Stuck on an issue?

Lightrun Answers was designed to reduce the constant googling that comes with debugging 3rd party libraries. It collects links to all the places you might be looking at while hunting down a tough bug.

And, if you’re still stuck at the end, we’re happy to hop on a call to see how we can help out.

[BUG] Inverse transform does not work on series of length < 3

See original GitHub issue

First off, I want to say that I’m not an ML engineer at all. We have our own custom timeseries forecasting code that our ML engineers wrote. I stumbled upon darts, and we are very excited by the prospect of using it, given that we can use so many different kinds of models to generate our predictions. Our problem statement is as follows: We know the weekly consumption of our widgets by customers, and want to predict how many they will use next week. We only need 1 prediction. To that end, I wrote some code that cleans and preps the data, and is then passed to darts. Everything works as expected, until we hit the inverse_transform() function.

Describe the bug We only care about 1 prediction step, so we invoke the prediction by saying: pred_series = my_model.predict(n=1). This works, and I am able to get the scaled version of what the usage is going to be next week. However, I want the human-readable/understandable number, and so I do: print(transformer.inverse_transform(pred_series)). I then get the following error:

  File "train/run_models.py", line 124, in get_model
    print(transformer.inverse_transform(pred_series))
  File "/home/ec2-user/darts/lib/python3.7/site-packages/darts/preprocessing/scaler_wrapper.py", line 102, in inverse_transform
    reshape((-1, series.width))))
  File "/home/ec2-user/darts/lib/python3.7/site-packages/darts/timeseries.py", line 571, in from_times_and_values
    return TimeSeries(df, freq, fill_missing_dates)
  File "/home/ec2-user/darts/lib/python3.7/site-packages/darts/timeseries.py", line 58, in __init__
    'is not passed', logger)
  File "/home/ec2-user/darts/lib/python3.7/site-packages/darts/logging.py", line 54, in raise_if_not
    raise ValueError(message)

I read through the source code and didn’t see any place in the inverse_transform() function where the frequency is being passed. Merely:

return TimeSeries.from_times_and_values(series.time_index(),
                                                self.transformer.inverse_transform(series.values().
                                                                                   reshape((-1, series.width))))

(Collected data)

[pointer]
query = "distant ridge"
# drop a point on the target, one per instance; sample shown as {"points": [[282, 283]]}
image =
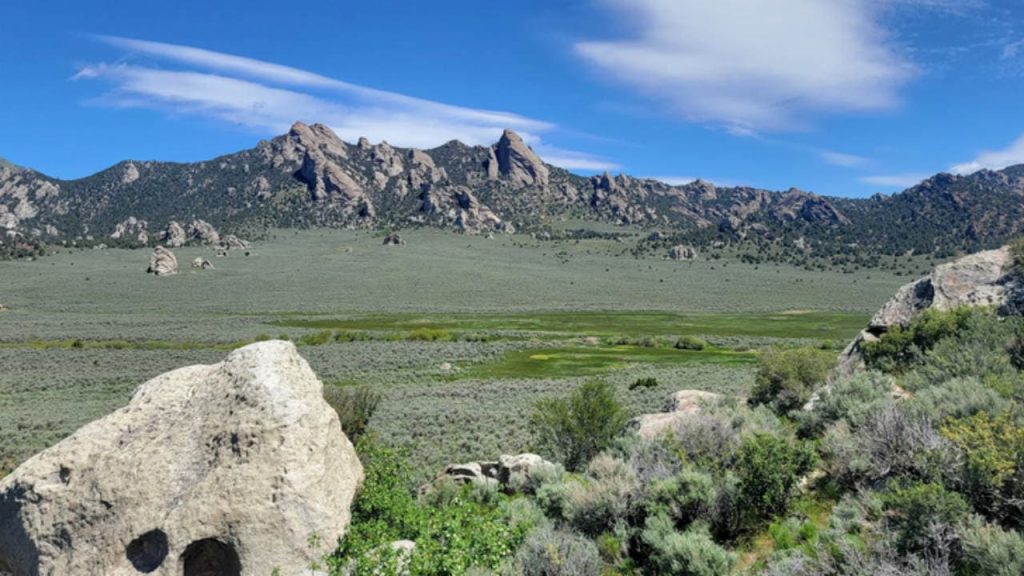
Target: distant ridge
{"points": [[310, 177]]}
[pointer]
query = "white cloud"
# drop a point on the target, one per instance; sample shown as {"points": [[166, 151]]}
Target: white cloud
{"points": [[267, 96], [842, 159], [895, 180], [993, 159], [755, 66]]}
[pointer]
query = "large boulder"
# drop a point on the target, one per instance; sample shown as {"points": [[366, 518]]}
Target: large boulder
{"points": [[163, 262], [239, 467], [983, 279], [679, 407]]}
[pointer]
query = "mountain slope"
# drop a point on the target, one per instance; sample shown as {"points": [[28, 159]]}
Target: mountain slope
{"points": [[310, 177]]}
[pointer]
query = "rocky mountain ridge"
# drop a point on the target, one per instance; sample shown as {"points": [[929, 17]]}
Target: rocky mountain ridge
{"points": [[310, 177]]}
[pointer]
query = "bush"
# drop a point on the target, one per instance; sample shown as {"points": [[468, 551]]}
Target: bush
{"points": [[354, 405], [989, 550], [926, 519], [684, 497], [993, 463], [686, 553], [605, 498], [690, 342], [768, 468], [574, 428], [786, 378], [852, 399], [557, 552]]}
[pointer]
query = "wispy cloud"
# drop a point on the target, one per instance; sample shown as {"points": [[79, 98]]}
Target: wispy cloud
{"points": [[755, 67], [993, 159], [269, 96], [842, 159], [898, 181]]}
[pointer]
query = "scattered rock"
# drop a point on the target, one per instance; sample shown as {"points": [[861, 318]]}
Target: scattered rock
{"points": [[240, 465], [679, 407], [683, 253], [393, 239], [202, 262], [173, 236], [163, 262], [983, 279], [511, 472]]}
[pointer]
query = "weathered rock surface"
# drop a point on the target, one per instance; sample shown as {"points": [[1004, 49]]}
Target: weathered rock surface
{"points": [[679, 407], [510, 472], [163, 262], [983, 279], [518, 162], [232, 467], [683, 253], [173, 236], [202, 262]]}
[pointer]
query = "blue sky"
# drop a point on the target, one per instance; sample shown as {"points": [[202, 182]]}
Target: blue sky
{"points": [[843, 97]]}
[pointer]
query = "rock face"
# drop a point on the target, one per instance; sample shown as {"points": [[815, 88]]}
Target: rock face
{"points": [[510, 472], [683, 253], [163, 262], [517, 162], [983, 279], [229, 468], [678, 407]]}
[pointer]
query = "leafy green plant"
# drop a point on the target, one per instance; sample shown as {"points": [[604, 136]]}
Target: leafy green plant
{"points": [[574, 428], [785, 378]]}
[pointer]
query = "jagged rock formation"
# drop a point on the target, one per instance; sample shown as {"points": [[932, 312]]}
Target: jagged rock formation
{"points": [[678, 408], [984, 279], [202, 263], [309, 176], [235, 465], [173, 236], [163, 262], [682, 253]]}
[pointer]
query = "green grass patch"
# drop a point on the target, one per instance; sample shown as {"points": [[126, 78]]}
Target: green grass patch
{"points": [[793, 324], [592, 361]]}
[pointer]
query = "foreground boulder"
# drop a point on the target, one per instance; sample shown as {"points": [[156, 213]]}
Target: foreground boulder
{"points": [[679, 407], [984, 279], [163, 262], [239, 467]]}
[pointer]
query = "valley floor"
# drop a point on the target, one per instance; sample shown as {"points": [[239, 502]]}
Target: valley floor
{"points": [[461, 334]]}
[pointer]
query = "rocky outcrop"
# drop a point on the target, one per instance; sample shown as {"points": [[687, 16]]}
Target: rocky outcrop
{"points": [[517, 162], [173, 236], [202, 232], [393, 239], [683, 253], [519, 472], [202, 263], [163, 262], [679, 407], [132, 228], [239, 467], [984, 279]]}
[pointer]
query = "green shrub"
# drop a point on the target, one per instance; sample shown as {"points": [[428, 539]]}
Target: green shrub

Task list:
[1] Translate this sentence from the darts bug report into Spanish: "I read through the source code and didn’t see any place in the inverse_transform() function where the frequency is being passed."
[2] Reproduce the darts bug report from "Lightrun Answers was" up to and including "a tough bug.", keeping every word and character unchanged.
Rely solely on the darts bug report when answering.

Responses to the exercise:
[1] Leí el código fuente y no vi ningún lugar en la función inverse_transform() donde se esté pasando la frecuencia.

[2]
Lightrun Answers was designed to reduce the constant googling that comes with debugging 3rd party libraries. It collects links to all the places you might be looking at while hunting down a tough bug.